→ Task requirements
Work through the data line by line, gathering every line that has the word "Kindly".

BEGIN Exercise material

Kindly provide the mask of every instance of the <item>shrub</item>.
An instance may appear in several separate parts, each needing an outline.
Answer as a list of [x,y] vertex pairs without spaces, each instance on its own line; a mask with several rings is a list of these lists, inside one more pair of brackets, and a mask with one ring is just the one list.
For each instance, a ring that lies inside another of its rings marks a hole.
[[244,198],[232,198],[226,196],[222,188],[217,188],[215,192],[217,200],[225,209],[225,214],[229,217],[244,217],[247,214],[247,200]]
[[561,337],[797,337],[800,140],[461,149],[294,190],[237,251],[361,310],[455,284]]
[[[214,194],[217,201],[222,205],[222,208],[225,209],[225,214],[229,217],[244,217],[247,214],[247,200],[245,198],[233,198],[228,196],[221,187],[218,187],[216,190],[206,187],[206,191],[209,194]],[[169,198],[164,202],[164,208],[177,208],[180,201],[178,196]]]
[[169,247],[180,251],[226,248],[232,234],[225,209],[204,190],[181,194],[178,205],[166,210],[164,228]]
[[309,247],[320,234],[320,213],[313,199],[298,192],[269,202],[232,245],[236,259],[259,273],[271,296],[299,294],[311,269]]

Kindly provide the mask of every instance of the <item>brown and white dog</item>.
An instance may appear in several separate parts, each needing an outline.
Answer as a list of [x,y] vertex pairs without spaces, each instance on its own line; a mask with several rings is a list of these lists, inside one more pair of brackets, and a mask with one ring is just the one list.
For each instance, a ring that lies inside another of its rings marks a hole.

END Exercise material

→ Result
Kindly provide the mask of every instance of the <item>shrub</item>.
Kindly provide the mask of every instance of the <item>brown and white dog</item>.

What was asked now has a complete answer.